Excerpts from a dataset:
● ● ● ● ● ● ●
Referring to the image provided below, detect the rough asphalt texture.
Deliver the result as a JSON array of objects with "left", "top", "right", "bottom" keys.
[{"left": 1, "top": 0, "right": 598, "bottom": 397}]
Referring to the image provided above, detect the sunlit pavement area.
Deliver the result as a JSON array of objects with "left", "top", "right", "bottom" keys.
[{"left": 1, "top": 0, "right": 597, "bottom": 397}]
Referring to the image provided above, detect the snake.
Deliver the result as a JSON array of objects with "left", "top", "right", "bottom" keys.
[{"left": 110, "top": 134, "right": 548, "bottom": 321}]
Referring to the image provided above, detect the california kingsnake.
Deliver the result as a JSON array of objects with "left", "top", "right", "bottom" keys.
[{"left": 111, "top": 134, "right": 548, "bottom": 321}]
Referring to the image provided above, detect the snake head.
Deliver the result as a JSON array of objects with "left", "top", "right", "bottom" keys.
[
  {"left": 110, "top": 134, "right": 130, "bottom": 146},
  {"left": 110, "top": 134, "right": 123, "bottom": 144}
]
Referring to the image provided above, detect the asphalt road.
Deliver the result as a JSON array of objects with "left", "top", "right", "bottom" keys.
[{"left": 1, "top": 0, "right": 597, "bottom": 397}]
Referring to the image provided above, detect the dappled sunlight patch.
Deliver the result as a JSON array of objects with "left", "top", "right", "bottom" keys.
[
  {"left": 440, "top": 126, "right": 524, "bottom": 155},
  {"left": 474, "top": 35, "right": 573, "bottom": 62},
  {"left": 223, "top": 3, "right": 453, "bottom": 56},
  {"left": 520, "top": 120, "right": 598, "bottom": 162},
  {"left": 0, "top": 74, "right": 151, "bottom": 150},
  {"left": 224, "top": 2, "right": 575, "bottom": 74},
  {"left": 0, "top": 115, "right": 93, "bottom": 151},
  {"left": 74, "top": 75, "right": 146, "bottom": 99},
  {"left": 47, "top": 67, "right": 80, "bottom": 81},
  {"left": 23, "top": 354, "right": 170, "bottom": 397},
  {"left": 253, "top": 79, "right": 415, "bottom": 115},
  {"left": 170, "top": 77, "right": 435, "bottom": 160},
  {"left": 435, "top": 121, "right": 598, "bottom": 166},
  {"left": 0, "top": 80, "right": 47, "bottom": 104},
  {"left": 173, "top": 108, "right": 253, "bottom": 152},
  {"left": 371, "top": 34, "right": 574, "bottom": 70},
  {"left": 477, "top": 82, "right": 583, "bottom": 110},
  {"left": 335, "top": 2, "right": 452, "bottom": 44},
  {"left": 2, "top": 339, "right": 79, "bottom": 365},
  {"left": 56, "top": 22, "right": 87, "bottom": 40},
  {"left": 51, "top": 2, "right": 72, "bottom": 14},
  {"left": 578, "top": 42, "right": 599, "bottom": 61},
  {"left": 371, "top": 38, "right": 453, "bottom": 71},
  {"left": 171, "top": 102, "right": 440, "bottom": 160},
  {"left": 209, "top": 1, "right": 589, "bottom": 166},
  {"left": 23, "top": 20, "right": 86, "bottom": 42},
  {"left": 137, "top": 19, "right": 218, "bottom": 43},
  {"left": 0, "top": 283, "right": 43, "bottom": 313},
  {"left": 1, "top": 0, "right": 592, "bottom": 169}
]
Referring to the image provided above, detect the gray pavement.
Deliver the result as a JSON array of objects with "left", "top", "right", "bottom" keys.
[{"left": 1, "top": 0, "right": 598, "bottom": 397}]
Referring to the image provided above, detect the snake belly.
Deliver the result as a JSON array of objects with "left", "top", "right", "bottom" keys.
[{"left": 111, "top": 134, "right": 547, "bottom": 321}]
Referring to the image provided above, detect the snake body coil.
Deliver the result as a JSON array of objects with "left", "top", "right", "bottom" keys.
● ● ● ● ● ● ●
◆ **REQUIRED ACTION**
Give again, exactly as written, the lines running from the first line of the data above through the line that contains "Referring to the image provided above, detect the dappled".

◆ **RESPONSE AREA**
Referring to the image provided below, detect the rough asphalt texture.
Deliver the result as a JSON array of objects with "left", "top", "right", "bottom" keys.
[{"left": 1, "top": 0, "right": 598, "bottom": 397}]
Referring to the image provided above, detect the sunlit pavement area.
Deliver the result as a JSON array of objects with "left", "top", "right", "bottom" keys.
[{"left": 1, "top": 0, "right": 597, "bottom": 397}]
Referring to the image provided above, detect the snake.
Deliver the result as a JSON array of objects with "left", "top", "right", "bottom" keys.
[{"left": 110, "top": 134, "right": 548, "bottom": 321}]
Referring to the image provided above, detect the california kingsnake.
Deliver the result as a JSON array of objects with "left", "top", "right", "bottom" keys.
[{"left": 111, "top": 134, "right": 548, "bottom": 321}]
Referring to the image provided above, detect the snake head.
Deliver the result as a JSON array of objects with "left", "top", "right", "bottom" keys.
[
  {"left": 110, "top": 134, "right": 130, "bottom": 146},
  {"left": 110, "top": 134, "right": 123, "bottom": 144}
]
Referring to the image provided above, detect the asphalt road.
Deliver the result as a JSON array of objects with "left", "top", "right", "bottom" keys.
[{"left": 1, "top": 0, "right": 597, "bottom": 397}]
Referring to the image provided above, detect the dappled sunlight patch.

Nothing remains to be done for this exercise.